- Opening Delimiter -
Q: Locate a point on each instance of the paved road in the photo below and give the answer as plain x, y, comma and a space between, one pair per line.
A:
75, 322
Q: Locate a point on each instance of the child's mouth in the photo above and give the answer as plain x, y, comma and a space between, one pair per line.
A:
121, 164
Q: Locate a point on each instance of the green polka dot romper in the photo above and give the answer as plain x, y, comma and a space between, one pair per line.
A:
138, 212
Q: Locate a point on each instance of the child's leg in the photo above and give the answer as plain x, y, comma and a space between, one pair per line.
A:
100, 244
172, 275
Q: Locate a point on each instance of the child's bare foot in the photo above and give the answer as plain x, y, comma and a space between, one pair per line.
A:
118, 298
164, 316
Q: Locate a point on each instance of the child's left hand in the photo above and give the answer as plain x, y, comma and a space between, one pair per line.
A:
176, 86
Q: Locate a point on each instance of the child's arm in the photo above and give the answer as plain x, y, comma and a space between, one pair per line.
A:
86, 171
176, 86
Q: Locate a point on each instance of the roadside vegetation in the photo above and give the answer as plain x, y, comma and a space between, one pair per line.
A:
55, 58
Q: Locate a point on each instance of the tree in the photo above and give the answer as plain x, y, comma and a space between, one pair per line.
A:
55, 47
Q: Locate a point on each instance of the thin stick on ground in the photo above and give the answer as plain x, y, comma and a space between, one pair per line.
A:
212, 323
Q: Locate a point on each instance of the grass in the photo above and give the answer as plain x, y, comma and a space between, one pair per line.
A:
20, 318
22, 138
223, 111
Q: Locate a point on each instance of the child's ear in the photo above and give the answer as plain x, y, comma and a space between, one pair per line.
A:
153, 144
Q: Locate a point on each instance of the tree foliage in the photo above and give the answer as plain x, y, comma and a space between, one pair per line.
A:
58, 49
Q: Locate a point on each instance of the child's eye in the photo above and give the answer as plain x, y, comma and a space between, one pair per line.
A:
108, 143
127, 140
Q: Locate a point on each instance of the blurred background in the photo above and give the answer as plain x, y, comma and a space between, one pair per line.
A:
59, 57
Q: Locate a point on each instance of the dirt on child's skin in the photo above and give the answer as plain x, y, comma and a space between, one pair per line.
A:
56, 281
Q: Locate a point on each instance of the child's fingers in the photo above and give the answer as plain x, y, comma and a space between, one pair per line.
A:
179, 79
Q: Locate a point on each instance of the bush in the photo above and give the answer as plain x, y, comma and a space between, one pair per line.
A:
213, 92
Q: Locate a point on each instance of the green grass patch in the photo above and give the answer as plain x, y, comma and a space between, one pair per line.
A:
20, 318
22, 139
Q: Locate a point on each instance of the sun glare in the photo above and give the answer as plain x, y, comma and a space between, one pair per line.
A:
- Closing Delimiter -
§ **ACTIVITY**
All entries should be given again precisely as they appear above.

§ **RESULT OF THIS EXERCISE**
Q: Locate a point on each instance of the paved road in the photo below and give the answer as plain x, y, comma and a space between, one pair per line.
A:
75, 322
Q: Locate a point on each instance of the child's mouth in the photo above and give the answer as plain x, y, comma and a space between, one pair per line.
A:
121, 164
Q: Locate a point on each instance of the green polka dot romper in the photo above and give the answer as plain x, y, comma and a space between, one pair per line.
A:
138, 212
Q: Locate a point on each instance of the child's leg in the photo above and give the answer as plain x, y, comma and a space between, one pair per line.
A:
100, 244
172, 275
Q: Locate a point on each instance of the child's bare foot in the photo above and give the answer as plain x, y, comma and a space between, one pair per line.
A:
118, 298
164, 316
Q: Locate a point on each instance of the child's left hand in the photo above and give the answer as plain x, y, comma and a space between, one pair per line.
A:
176, 86
Q: Locate a point on each instance of the child's arm in the photo above and give the answer as plain x, y, comma and a space between, one pair per line.
A:
86, 171
176, 86
Q: Locate a point on each instance of the roadside vegetation in the photo above and give the answer as plain x, y, comma and a space between, one pair per line.
A:
55, 58
Q: Locate a point on each instance of the tree in the photo above and give the answer as plain x, y, comma and a space between, one pair per line.
A:
55, 47
Q: Locate a point on each instance of the thin stick on ground in the photo above and give the answer as plain x, y, comma and a space between, one pair per line.
A:
212, 323
Q: Locate a point on each instance of the grass in the photo above and give the answer as plain x, y, comma and a space between, one pair per line.
A:
20, 318
22, 138
223, 111
Q: Locate a point on each instance of the child's ear in the photo above and give the answer as plain x, y, comma and a space between, one pair per line.
A:
153, 144
Q: Locate a point on each instance of the tree foliage in the photo above and give the answer as plain x, y, comma and a space between, one pair per line.
A:
58, 49
Q: Locate a point on each instance of the child's eye in the photo above and give the answer as plain x, y, comma and a space between, one pair per line.
A:
108, 143
127, 140
Q: Locate a point on each instance of the blurred background in the photo above and give the answer as plain x, y, comma and a space between, one pair per line.
A:
59, 57
Q: Locate a point on each instance of the dirt on child's skin in the photo above and give the answer as plain x, y, comma and a space between, one pair per line.
A:
56, 281
Q: Locate a point on each instance of the child's fingers in the photo above and give the answer as plain x, y, comma and a space between, one pair per line.
A:
179, 79
Q: Locate a point on each instance of the bush in the photo above and give the answer as plain x, y, comma and a space between, one pair per line.
A:
213, 92
Q: Locate a point on each instance of the green grass patch in the photo above and give the answer as plain x, y, comma and a space between, one pair per line.
A:
20, 318
22, 139
Q: Locate a point on each instance of the sun glare in the photo above and give the answer as plain x, y, comma and a space between, one pair per line.
A:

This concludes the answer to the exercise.